EXERCISE REQUIREMENTS:
1. Answer these questions using the interview with Jamie Moore.
(a) Which horse would Jamie choose to ride if he could pick any horse he has never ridden?
(b) Whom does Jamie look up to in the weighing room?
(c) What does Jamie name as his favorite race of his career?
2. Resume the interview with Jamie Moore from the point where it stops.

An Interview with Jamie Moore

Hey guys!

Today I am thrilled to bring to you an interview with Jamie Moore. From such a huge racing family, I thoroughly enjoyed chatting to Jamie about all things racing!


Me: What is your favourite race of your career, win or lose?

Jamie: The Grand National

Me: If you could ride any horse that you never have, past or present, who would you choose?

Jamie: Red Rum

Me: What are your opinions surrounding the discussions of banning the whip?

Jamie: I think it’s a load of rubbish. I think it’s a part of the art of riding. Whip technique is a skill and we keep it safe as the rules are very good in this country. And it doesn’t hurt the horses.

Me: Who do you look up to in the weighing room?

Jamie: Richard Johnson and Ryan Moore.

Me: What is one race you’d love to win?

Jamie: The Grand National.

RECORDED INFORMATION:
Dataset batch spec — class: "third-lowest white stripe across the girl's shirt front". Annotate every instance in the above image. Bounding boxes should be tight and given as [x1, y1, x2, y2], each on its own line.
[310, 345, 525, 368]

RESULTS OF THE TASKS:
1.
(a) Red Rum
(b) Richard Johnson and Ryan Moore
(c) The Grand National

2.
Me: Of course, you’re from a huge racing family, do you ever feel any pressure due to the success of the Moore name within racing?

Jamie: There’s not pressure. We all do our best and we all know how hard we try. The success is sweeter, but when it goes wrong it hurts more.

Me: On from that, what is the best piece of advice you’ve been given from Ryan, Josh, Hayley or your dad Gary?

Jamie: There is no real stand out from any, but we always help each other with little things when we can. Josh is always the best for advice.

Me: How is Goshen? Personally, where would you like to see him go next?

Jamie: He’s fine. I’d like to see him go to Sandown next month.

Me: One of the best photos, in my opinion, from Cheltenham is the photo of AP McCoy leaving his ITV podium to come and console you after the incident with Goshen, what was his words of wisdom to you in that moment? How did you feel to have one of the greatest jockeys in our time to give up his time out to come and speak with you?

Jamie: He just told me to keep my chin up. I just kept telling him I’m a d*ckhead. He’s the greatest jockey ever but he is also a mate who I rode against a lot. He knew what I was going through so it was very kind of him, but that is the sort of fella he is.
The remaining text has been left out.